• **Exercise details**
Rewrite the part of the records that opens with their first line and closes with the line containing "(404, 225), (454, 274)", substituting "examine" for each "inspect" and keeping everything else unchanged.

[Excerpt from a dataset]

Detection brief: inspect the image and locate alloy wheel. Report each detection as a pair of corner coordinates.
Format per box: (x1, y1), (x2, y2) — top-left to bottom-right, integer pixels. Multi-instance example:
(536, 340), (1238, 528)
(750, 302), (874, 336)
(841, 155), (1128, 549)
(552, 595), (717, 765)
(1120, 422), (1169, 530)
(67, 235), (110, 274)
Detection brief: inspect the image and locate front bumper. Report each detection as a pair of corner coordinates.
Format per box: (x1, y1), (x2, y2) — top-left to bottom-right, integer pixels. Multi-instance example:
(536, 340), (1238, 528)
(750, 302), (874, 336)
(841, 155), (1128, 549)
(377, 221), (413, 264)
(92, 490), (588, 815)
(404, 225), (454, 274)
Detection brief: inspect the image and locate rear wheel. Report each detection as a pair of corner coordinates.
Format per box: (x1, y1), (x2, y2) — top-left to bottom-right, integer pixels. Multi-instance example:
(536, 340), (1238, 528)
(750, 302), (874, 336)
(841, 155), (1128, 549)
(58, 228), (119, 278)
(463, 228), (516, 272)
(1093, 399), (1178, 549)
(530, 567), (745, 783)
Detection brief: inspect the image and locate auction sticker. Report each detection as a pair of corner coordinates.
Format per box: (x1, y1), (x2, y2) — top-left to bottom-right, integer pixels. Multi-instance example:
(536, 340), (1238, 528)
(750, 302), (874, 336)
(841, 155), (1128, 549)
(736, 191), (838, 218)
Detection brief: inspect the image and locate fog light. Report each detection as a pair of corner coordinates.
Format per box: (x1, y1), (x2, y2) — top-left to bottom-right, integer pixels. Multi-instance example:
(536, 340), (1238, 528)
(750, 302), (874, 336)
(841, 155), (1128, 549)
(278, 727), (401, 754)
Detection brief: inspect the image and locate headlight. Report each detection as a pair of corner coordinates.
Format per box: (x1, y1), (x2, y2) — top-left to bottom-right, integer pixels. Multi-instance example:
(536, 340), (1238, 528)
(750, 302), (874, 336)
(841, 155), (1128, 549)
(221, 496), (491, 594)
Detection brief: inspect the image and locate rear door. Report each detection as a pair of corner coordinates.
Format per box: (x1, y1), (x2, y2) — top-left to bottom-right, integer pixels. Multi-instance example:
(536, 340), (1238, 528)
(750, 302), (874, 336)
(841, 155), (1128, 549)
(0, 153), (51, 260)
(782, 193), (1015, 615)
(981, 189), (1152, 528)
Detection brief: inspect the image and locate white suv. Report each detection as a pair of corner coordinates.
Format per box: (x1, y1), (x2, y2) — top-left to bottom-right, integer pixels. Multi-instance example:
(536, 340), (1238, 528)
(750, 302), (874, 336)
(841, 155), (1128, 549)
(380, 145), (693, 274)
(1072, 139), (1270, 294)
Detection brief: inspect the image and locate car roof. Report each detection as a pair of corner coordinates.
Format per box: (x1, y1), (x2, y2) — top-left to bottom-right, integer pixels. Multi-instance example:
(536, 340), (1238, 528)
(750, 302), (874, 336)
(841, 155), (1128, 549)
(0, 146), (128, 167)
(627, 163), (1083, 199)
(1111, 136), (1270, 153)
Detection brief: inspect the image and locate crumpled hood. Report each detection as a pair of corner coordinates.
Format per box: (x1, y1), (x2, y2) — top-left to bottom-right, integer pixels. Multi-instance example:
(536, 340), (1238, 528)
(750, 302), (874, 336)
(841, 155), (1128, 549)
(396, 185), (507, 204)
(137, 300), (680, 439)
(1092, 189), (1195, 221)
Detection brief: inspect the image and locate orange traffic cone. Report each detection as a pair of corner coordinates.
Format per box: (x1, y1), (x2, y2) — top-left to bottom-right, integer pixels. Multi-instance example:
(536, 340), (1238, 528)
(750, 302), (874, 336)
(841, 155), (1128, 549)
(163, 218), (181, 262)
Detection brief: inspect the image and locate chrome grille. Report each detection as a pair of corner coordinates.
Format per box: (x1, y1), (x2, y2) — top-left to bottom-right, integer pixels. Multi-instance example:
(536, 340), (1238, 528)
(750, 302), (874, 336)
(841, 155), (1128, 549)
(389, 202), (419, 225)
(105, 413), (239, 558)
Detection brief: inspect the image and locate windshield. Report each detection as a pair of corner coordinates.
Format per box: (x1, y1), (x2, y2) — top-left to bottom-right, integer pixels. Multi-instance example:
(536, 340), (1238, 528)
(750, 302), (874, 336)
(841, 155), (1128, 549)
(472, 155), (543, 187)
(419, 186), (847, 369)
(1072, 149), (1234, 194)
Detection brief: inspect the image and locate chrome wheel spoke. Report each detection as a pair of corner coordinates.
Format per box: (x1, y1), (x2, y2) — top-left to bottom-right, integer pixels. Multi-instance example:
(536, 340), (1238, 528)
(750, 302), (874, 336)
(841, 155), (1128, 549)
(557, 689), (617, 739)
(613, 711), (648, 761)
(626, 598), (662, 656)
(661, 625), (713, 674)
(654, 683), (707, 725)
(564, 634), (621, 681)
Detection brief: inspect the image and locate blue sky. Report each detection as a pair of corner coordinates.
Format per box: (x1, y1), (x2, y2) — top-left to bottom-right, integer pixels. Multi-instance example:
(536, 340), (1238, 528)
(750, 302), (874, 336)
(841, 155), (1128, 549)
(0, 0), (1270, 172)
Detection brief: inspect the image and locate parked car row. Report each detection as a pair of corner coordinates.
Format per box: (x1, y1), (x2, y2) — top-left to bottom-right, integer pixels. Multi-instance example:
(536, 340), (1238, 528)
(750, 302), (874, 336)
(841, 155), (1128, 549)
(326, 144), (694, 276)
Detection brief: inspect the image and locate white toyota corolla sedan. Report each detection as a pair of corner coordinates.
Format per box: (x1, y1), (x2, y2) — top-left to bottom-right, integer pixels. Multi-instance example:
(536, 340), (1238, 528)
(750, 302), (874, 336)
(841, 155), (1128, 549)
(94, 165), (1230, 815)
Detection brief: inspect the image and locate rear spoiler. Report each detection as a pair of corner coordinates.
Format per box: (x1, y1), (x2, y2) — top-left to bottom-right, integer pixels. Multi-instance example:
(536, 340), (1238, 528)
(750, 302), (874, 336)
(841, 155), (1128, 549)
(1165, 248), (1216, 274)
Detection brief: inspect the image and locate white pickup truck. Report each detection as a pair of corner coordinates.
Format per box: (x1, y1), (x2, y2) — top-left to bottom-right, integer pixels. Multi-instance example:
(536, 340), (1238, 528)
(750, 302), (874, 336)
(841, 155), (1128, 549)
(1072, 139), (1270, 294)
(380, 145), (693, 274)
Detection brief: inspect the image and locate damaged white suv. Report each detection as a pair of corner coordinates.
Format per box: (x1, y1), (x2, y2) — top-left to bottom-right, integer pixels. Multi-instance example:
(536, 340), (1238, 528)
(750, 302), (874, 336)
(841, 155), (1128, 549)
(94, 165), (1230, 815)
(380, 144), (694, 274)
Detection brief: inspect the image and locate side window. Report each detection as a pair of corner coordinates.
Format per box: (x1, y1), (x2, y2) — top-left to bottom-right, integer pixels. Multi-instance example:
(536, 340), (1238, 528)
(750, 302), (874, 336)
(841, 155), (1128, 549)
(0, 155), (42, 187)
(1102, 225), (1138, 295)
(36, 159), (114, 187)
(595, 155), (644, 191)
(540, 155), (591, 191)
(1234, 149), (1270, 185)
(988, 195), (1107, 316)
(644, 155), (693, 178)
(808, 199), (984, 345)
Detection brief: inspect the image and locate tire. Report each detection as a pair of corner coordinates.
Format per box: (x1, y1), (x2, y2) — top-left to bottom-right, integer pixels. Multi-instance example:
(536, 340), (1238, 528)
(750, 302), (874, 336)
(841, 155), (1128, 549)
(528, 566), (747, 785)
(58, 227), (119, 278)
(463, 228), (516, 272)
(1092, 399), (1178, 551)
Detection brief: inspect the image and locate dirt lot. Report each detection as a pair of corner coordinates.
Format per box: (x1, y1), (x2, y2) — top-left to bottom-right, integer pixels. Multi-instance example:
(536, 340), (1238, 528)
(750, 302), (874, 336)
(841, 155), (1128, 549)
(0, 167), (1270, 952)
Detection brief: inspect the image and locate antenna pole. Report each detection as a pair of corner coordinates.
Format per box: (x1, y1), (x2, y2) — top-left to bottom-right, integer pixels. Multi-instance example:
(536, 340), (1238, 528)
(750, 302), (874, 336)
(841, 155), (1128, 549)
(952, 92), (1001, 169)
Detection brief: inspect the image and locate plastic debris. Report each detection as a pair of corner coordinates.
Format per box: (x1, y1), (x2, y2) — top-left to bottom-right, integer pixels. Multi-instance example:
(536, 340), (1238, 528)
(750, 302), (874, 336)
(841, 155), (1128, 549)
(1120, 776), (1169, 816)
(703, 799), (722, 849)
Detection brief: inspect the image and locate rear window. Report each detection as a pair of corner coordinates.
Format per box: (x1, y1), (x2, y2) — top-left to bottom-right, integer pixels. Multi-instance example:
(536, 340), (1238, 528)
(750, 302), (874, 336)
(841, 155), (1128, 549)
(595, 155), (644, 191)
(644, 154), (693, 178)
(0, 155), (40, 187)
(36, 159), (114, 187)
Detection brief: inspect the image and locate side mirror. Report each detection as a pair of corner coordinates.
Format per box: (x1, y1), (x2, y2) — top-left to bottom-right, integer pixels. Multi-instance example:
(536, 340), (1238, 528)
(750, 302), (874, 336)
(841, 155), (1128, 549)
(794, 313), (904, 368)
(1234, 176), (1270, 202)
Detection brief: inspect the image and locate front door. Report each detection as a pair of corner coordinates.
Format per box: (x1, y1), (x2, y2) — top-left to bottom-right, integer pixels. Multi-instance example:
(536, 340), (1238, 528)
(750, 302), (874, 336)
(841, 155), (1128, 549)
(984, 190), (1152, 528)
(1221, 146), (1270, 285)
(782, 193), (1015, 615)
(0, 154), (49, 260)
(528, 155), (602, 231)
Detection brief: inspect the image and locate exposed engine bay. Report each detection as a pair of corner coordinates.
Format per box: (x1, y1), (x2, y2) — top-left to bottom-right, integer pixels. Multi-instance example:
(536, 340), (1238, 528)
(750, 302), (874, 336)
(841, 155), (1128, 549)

• **Response to this task**
Detection brief: examine the image and locate alloy wheel. Report each detection as a pair of corner coordinates.
Format per box: (x1, y1), (x2, y2) — top-left to bottom-right, integer pixels. Multi-instance example:
(536, 340), (1238, 528)
(750, 302), (874, 336)
(841, 155), (1128, 549)
(552, 595), (717, 765)
(1120, 422), (1169, 530)
(67, 235), (110, 274)
Detection brief: examine the image and locate front bumper. Report each detection as a pair of corner coordinates.
Format per box: (x1, y1), (x2, y2) — top-left to bottom-right, integer pixels. Multi-instance example:
(536, 340), (1238, 528)
(750, 302), (874, 336)
(841, 155), (1128, 549)
(377, 221), (413, 264)
(92, 490), (588, 815)
(404, 225), (454, 274)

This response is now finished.